Assigned task | Find the line that contains "Exercise. Point out the gradient"; then retype it and each line after it, exactly, through the final line of the data below.
Segment Start: Data for review
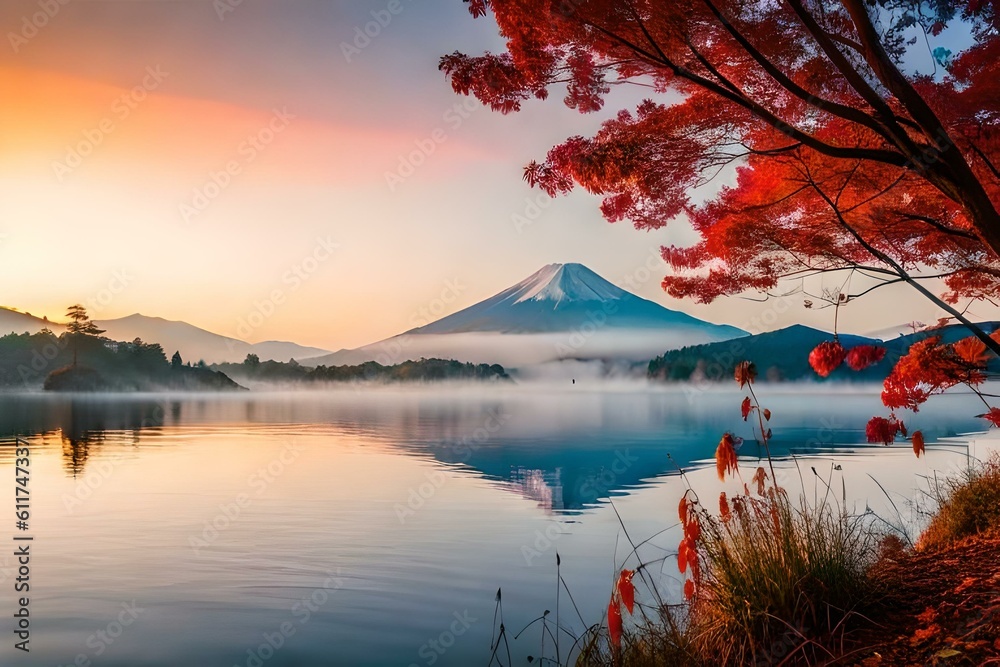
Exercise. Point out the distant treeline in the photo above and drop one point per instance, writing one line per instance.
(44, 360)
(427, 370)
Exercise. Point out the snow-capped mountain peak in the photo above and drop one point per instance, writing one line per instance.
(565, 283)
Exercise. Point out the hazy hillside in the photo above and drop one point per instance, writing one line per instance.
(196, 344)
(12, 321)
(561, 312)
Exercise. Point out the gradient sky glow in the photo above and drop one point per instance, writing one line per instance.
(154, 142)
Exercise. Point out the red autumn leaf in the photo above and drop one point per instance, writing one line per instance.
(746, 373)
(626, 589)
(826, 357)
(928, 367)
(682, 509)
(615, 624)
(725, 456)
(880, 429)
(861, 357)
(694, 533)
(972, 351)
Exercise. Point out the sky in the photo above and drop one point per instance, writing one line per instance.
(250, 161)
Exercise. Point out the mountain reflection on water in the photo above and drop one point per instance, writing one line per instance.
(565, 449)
Segment End: Data for review
Task response |
Exercise. Point out the gradient sky glow in the photo above and drop one point per instance, writing one line per instance.
(154, 142)
Exercise. Point out the red autumn leaf in the photo above and drop one point per instance, writing one line per instance.
(746, 373)
(626, 589)
(826, 357)
(928, 367)
(682, 509)
(615, 624)
(725, 456)
(880, 429)
(861, 357)
(694, 533)
(972, 351)
Exercise. Point out the sky in the photo above and drop one point per instance, writing one line per instance.
(250, 161)
Exercise. Point out the mountain reflection on water in the photo above and drop one point per instance, writing one line per instance.
(565, 449)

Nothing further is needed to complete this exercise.